● **MATERIAL PROVIDED**
▶

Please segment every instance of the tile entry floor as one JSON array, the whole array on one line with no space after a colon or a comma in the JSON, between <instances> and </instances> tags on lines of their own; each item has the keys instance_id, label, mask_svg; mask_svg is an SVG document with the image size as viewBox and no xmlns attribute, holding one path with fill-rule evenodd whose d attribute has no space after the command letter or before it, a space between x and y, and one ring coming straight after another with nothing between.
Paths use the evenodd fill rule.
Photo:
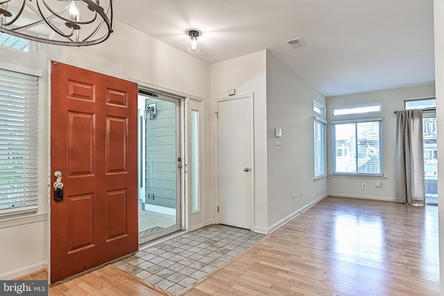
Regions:
<instances>
[{"instance_id":1,"label":"tile entry floor","mask_svg":"<svg viewBox=\"0 0 444 296\"><path fill-rule=\"evenodd\" d=\"M141 250L112 265L178 295L266 236L230 226L208 225Z\"/></svg>"}]
</instances>

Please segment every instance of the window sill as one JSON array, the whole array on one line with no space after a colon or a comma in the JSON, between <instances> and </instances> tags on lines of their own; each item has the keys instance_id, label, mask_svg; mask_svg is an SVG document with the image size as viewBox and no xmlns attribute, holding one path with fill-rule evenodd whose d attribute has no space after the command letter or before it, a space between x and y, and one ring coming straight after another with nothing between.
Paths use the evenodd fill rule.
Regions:
<instances>
[{"instance_id":1,"label":"window sill","mask_svg":"<svg viewBox=\"0 0 444 296\"><path fill-rule=\"evenodd\" d=\"M30 217L21 217L14 219L0 221L0 229L13 227L15 226L23 225L25 224L36 223L37 222L46 221L48 220L48 214L42 214Z\"/></svg>"},{"instance_id":2,"label":"window sill","mask_svg":"<svg viewBox=\"0 0 444 296\"><path fill-rule=\"evenodd\" d=\"M371 175L346 175L346 174L330 174L330 177L334 178L342 178L342 179L374 179L374 180L386 180L386 177L382 176L373 176Z\"/></svg>"}]
</instances>

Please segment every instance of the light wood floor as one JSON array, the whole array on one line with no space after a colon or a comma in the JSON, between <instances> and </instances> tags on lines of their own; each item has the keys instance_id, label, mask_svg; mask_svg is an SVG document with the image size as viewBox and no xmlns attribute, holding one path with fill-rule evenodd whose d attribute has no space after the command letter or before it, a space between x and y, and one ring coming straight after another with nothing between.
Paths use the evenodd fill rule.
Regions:
<instances>
[{"instance_id":1,"label":"light wood floor","mask_svg":"<svg viewBox=\"0 0 444 296\"><path fill-rule=\"evenodd\" d=\"M438 295L438 209L327 198L188 295Z\"/></svg>"},{"instance_id":2,"label":"light wood floor","mask_svg":"<svg viewBox=\"0 0 444 296\"><path fill-rule=\"evenodd\" d=\"M438 295L438 239L437 207L327 198L185 295ZM116 270L49 295L164 295Z\"/></svg>"}]
</instances>

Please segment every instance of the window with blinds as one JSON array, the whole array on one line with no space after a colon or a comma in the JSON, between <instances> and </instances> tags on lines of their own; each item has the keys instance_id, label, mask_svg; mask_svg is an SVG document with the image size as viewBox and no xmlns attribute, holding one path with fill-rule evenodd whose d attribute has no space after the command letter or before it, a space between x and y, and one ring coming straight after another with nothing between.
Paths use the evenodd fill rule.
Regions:
<instances>
[{"instance_id":1,"label":"window with blinds","mask_svg":"<svg viewBox=\"0 0 444 296\"><path fill-rule=\"evenodd\" d=\"M332 123L333 173L382 176L382 119Z\"/></svg>"},{"instance_id":2,"label":"window with blinds","mask_svg":"<svg viewBox=\"0 0 444 296\"><path fill-rule=\"evenodd\" d=\"M327 121L314 117L314 178L327 175Z\"/></svg>"},{"instance_id":3,"label":"window with blinds","mask_svg":"<svg viewBox=\"0 0 444 296\"><path fill-rule=\"evenodd\" d=\"M36 76L0 69L0 216L37 209Z\"/></svg>"}]
</instances>

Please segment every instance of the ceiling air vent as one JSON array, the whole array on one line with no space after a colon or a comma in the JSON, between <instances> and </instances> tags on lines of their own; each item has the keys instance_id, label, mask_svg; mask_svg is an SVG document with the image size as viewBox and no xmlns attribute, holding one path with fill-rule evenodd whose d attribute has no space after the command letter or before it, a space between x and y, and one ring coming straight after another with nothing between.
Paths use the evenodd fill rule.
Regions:
<instances>
[{"instance_id":1,"label":"ceiling air vent","mask_svg":"<svg viewBox=\"0 0 444 296\"><path fill-rule=\"evenodd\" d=\"M287 40L286 42L290 44L293 49L300 49L301 47L304 47L304 44L300 38L291 39L290 40Z\"/></svg>"}]
</instances>

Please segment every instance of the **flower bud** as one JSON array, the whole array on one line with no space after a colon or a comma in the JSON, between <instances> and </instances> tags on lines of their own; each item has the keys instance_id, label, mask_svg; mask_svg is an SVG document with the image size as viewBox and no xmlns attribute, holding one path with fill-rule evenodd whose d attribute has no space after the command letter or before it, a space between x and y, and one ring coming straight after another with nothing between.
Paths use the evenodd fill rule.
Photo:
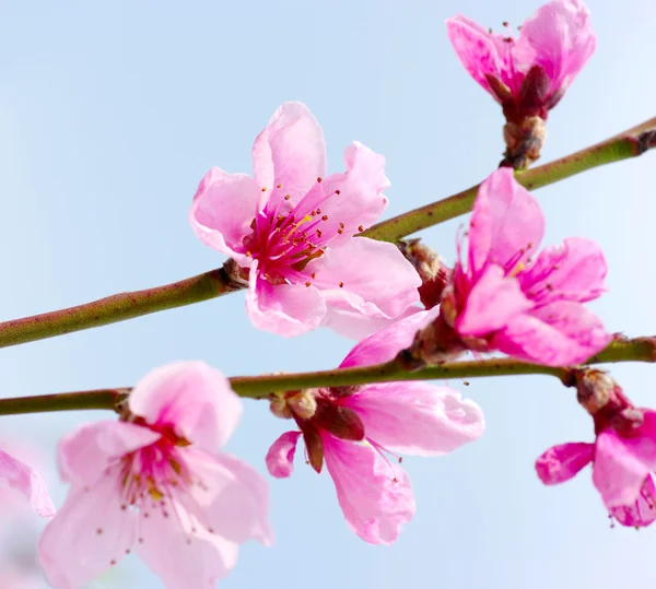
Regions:
<instances>
[{"instance_id":1,"label":"flower bud","mask_svg":"<svg viewBox=\"0 0 656 589\"><path fill-rule=\"evenodd\" d=\"M628 432L642 424L642 411L634 408L622 388L606 372L598 368L573 370L576 399L595 421L595 429L612 427Z\"/></svg>"},{"instance_id":2,"label":"flower bud","mask_svg":"<svg viewBox=\"0 0 656 589\"><path fill-rule=\"evenodd\" d=\"M426 309L432 309L440 304L452 269L434 249L422 244L421 239L399 242L398 247L421 278L421 286L418 291L422 305Z\"/></svg>"}]
</instances>

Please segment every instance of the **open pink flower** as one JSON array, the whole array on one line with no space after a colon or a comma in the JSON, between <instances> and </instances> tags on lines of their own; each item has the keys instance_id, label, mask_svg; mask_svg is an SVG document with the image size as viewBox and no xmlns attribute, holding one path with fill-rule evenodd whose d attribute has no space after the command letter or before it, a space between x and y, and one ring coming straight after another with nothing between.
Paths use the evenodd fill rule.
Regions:
<instances>
[{"instance_id":1,"label":"open pink flower","mask_svg":"<svg viewBox=\"0 0 656 589\"><path fill-rule=\"evenodd\" d=\"M359 343L340 367L393 358L437 309L421 311ZM271 446L267 467L273 476L290 476L298 437L309 463L321 471L324 459L351 529L372 544L390 544L414 515L408 475L384 452L440 456L483 433L480 408L447 387L426 382L385 382L359 388L306 391L289 399L301 432L286 432ZM313 407L314 411L304 413ZM393 453L393 456L395 456Z\"/></svg>"},{"instance_id":2,"label":"open pink flower","mask_svg":"<svg viewBox=\"0 0 656 589\"><path fill-rule=\"evenodd\" d=\"M635 408L604 370L573 370L573 382L597 439L549 448L536 461L538 476L546 485L564 483L591 462L610 516L622 526L649 526L656 520L656 412Z\"/></svg>"},{"instance_id":3,"label":"open pink flower","mask_svg":"<svg viewBox=\"0 0 656 589\"><path fill-rule=\"evenodd\" d=\"M581 0L551 0L522 25L517 39L461 15L448 19L446 28L465 69L501 103L508 120L547 119L597 44Z\"/></svg>"},{"instance_id":4,"label":"open pink flower","mask_svg":"<svg viewBox=\"0 0 656 589\"><path fill-rule=\"evenodd\" d=\"M241 402L201 362L148 374L127 421L83 425L58 448L71 485L38 545L51 585L77 589L134 550L166 589L213 587L238 544L272 540L268 488L250 467L216 448Z\"/></svg>"},{"instance_id":5,"label":"open pink flower","mask_svg":"<svg viewBox=\"0 0 656 589\"><path fill-rule=\"evenodd\" d=\"M385 160L353 142L344 162L326 177L321 128L305 105L285 103L255 140L255 178L214 167L201 180L191 226L247 269L259 329L371 333L419 301L421 280L394 244L353 238L387 205Z\"/></svg>"},{"instance_id":6,"label":"open pink flower","mask_svg":"<svg viewBox=\"0 0 656 589\"><path fill-rule=\"evenodd\" d=\"M43 517L52 517L55 506L43 479L27 464L0 450L0 488L17 491Z\"/></svg>"},{"instance_id":7,"label":"open pink flower","mask_svg":"<svg viewBox=\"0 0 656 589\"><path fill-rule=\"evenodd\" d=\"M500 168L479 189L469 223L467 269L458 261L442 299L446 321L467 346L564 366L611 340L583 304L604 291L607 267L595 243L571 237L538 254L538 202Z\"/></svg>"}]
</instances>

◀

Recast the records as a numbered list, starting at the line containing "Please segment every instance of the light" and ending after the line containing "295L438 209L327 198L188", omitting blank lines.

1. Please segment every instance of the light wood floor as one JSON array, the whole array on one line with no space after a colon or a comma in the JSON, between <instances> and </instances> tags on lines of their own; each item has the keys instance_id, label, mask_svg; mask_svg is an SVG document with the image size as viewBox and no xmlns attribute, holding one path with fill-rule evenodd whose d attribute has no space after the command letter or before it, a space between x and y, and one ring coming straight after another with nothing between.
2. Paths use the evenodd fill rule.
3. Regions:
4. <instances>
5. [{"instance_id":1,"label":"light wood floor","mask_svg":"<svg viewBox=\"0 0 444 296\"><path fill-rule=\"evenodd\" d=\"M438 295L438 209L327 198L188 295Z\"/></svg>"},{"instance_id":2,"label":"light wood floor","mask_svg":"<svg viewBox=\"0 0 444 296\"><path fill-rule=\"evenodd\" d=\"M438 295L438 239L437 207L327 198L185 295ZM116 270L49 295L164 295Z\"/></svg>"}]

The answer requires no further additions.